▶ CONSIGNE ÉCRITE 1:
Combien de lignes des enregistrements ci-dessous contiennent la chaîne « distance », en tenant compte de la casse ? Donnez seulement le nombre.

▶ PAGE:
|---|

Abdelkader Azzimani (c), Abderrahim El Jabri (g) et leur avocat Jean-Marc Darrigade durant leur procès en révision devant les Assises du Gard à Nîmes, le 3 juillet 2014
 [Sylvain Thomas / AFP] Abdelkader Azzimani (c), Abderrahim El Jabri (g) et leur avocat Jean-Marc Darrigade durant leur procès en révision devant les Assises du Gard à Nîmes, le 3 juillet 2014 [Sylvain Thomas / AFP]

L'avocat général Didier Durand a affirmé jeudi lors du procès en révision devant les assises du Gard à Nîmes qu'il "ne soutient pas l'accusation" contre Abdelkader Azzimani et Abdelrrahim El Jabri, condamnés à vingt ans de réclusion pour le meurtre d'un jeune dealer à Lunel (Hérault).

"Le ministère public a une impression. Il a une intime conviction. Mais il doit s'appuyer sur des preuves. La conscience de ma fonction m'interdit de soutenir l'accusation dès lors que les éléments ne permettent pas de prouver leur culpabilité. On ne peut pas rentrer en voie de condamnation sans preuve irréfutable", a assuré M. Durand, sans toutefois jamais prononcer le mot acquittement.

M. Azzimani, 49 ans, et M. El Jabri, 48 ans, dont la culpabilité pour le meurtre d'Abdelazziz Jhillal, dit Azzouz, tué le 21 décembre 1997 de 112 coups de couteau, sur fond de trafic de 5 kg de résine de cannabis, avait été confirmée en appel le 25 juin 2004, ont passé 12 et 13 ans derrière les barreaux. Ils ont obtenu l'annulation du verdict le 15 mai 2013 par la cour de révision, après le revirement d'un témoin et la mise en cause d'un nouveau suspect lors d'une expertise ADN.

Le 23 novembre dernier, la cour d'assises à Montpellier a condamné Michel Boulma, 34 ans, et Bouziane Helaili, 36 ans, à 20 ans de réclusion pour "assassinat" dans cette affaire. Ils ont assuré mardi qu'Azzimani et El Jabri n'étaient pas sur les lieux du crime.

La présidente Geneviève Perrin a cependant annoncé qu'elle avait décidé de sa propre autorité d'ajouter une question subsidiaire pour "complicité d'homicide volontaire".

Les parties civiles sont divisées sur la culpabilité des accusés.

|---|

▶ MATÉRIEL:
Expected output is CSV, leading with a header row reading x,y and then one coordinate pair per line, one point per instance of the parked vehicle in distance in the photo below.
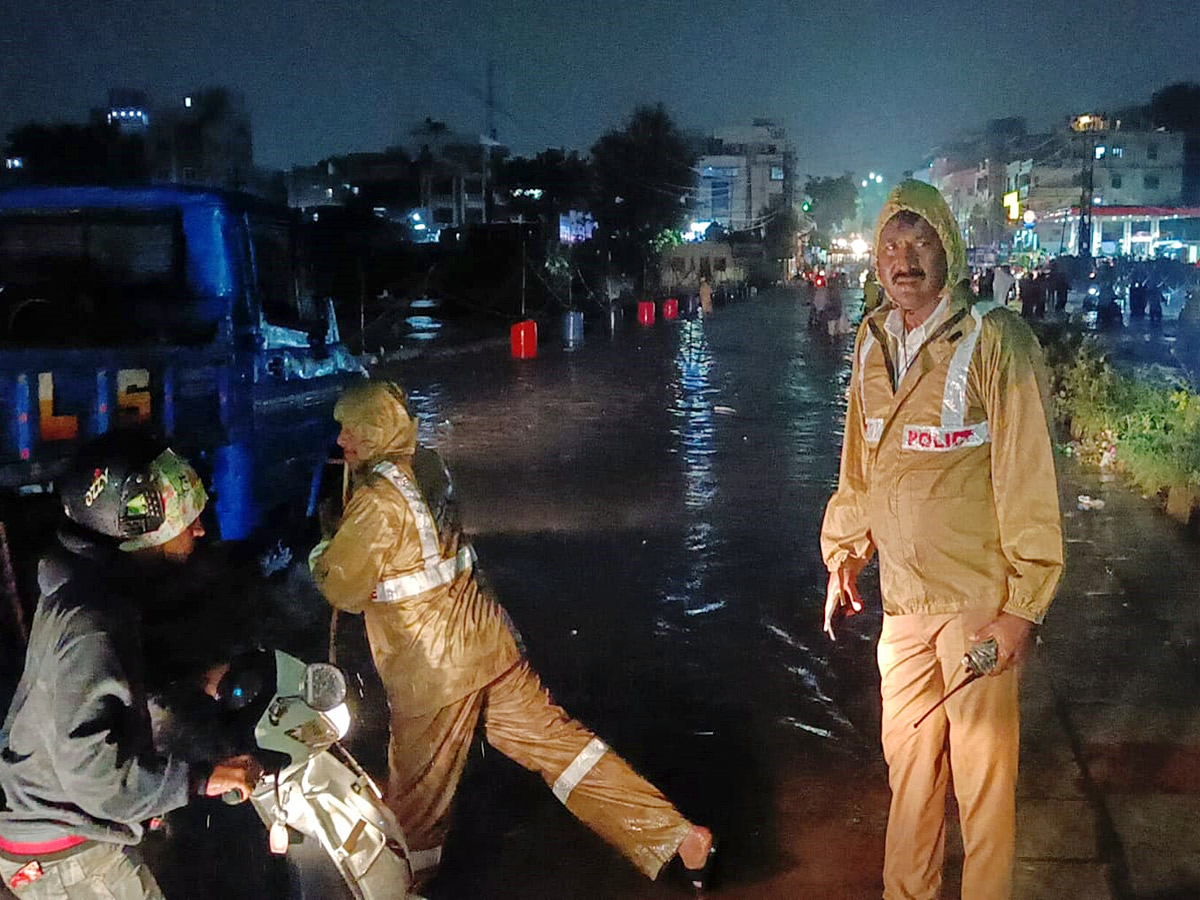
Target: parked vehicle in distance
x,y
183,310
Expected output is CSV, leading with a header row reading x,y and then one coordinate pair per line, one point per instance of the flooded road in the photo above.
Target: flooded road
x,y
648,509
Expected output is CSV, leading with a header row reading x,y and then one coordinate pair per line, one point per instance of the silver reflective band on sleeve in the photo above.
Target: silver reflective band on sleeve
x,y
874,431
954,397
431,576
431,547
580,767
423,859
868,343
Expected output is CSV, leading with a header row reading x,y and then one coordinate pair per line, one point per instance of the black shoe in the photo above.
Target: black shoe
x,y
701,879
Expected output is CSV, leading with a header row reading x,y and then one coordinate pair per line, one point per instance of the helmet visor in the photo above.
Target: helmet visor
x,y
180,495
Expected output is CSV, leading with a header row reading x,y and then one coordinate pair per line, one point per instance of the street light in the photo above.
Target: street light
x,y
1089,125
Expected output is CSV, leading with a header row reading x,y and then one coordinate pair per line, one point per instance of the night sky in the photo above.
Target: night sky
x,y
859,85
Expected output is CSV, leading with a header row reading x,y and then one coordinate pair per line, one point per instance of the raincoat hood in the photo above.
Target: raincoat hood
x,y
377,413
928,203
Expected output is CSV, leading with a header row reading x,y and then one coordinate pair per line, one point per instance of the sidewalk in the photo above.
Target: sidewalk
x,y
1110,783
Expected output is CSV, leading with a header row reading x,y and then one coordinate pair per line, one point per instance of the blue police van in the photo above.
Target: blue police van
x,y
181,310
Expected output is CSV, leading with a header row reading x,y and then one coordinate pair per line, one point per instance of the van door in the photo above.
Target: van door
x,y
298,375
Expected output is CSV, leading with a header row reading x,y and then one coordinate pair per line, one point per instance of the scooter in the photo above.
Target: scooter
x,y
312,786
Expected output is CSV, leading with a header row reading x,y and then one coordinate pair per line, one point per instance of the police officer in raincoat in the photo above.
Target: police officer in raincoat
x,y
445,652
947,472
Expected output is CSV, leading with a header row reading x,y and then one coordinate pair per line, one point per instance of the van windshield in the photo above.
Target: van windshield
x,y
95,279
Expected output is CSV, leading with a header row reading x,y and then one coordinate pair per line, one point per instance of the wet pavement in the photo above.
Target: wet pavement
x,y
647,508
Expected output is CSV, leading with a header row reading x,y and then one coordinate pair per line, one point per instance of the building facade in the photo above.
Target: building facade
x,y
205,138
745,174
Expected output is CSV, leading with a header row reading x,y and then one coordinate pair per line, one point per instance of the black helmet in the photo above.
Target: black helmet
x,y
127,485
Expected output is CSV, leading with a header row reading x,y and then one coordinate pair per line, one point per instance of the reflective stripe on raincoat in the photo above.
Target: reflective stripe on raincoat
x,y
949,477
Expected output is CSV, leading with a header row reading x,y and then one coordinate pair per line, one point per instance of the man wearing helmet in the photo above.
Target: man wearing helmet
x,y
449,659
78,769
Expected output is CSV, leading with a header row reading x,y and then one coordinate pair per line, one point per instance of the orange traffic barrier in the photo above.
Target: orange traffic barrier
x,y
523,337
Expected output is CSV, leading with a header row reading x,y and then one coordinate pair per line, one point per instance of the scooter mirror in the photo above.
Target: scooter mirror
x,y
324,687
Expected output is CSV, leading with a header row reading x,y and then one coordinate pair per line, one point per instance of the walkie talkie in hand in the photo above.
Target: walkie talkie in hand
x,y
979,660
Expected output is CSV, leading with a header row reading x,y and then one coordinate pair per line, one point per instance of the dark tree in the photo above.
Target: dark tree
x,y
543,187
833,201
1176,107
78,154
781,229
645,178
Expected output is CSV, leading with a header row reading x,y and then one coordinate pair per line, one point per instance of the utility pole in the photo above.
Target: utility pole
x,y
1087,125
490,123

|---|

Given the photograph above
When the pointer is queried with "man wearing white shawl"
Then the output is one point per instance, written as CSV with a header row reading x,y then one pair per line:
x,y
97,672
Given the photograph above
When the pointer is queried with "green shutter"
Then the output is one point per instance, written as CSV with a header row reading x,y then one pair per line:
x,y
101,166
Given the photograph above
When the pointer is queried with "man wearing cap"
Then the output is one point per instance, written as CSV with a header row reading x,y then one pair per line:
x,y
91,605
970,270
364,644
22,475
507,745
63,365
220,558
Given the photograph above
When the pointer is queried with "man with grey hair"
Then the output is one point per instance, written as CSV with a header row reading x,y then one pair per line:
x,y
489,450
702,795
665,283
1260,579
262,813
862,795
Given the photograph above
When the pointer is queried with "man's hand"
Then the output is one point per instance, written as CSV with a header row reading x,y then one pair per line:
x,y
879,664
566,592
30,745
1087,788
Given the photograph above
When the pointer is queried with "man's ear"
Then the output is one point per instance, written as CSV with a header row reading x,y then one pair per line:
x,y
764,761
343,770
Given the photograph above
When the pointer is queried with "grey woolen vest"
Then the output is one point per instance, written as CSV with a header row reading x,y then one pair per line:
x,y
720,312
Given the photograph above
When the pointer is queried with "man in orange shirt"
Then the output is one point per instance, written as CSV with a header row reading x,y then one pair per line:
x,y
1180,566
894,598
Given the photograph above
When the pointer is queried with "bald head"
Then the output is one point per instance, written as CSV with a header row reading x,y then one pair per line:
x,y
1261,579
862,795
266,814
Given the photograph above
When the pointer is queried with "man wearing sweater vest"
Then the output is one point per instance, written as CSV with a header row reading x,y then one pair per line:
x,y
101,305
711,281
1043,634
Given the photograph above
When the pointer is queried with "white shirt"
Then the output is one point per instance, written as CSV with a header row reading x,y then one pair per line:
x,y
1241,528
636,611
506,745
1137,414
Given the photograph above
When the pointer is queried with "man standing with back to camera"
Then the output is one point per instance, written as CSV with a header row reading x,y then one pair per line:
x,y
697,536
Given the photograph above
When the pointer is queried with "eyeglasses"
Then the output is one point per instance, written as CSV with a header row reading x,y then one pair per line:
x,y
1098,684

|---|

▶ CONSIGNE ÉCRITE 2:
D'après l'article ci-dessus sur le procès en révision, répondez brièvement :
(a) À quelle peine Abdelkader Azzimani et Abdelrrahim El Jabri avaient-ils été condamnés ?
(b) À quelle date la cour de révision a-t-elle annulé le verdict ?
(c) Comment s'appelle la présidente qui a ajouté une question subsidiaire ?

▶ RÉPONSE ÉCRITE 1:
2

▶ RÉPONSE ÉCRITE 2:
(a) Vingt ans de réclusion.
(b) Le 15 mai 2013.
(c) Geneviève Perrin.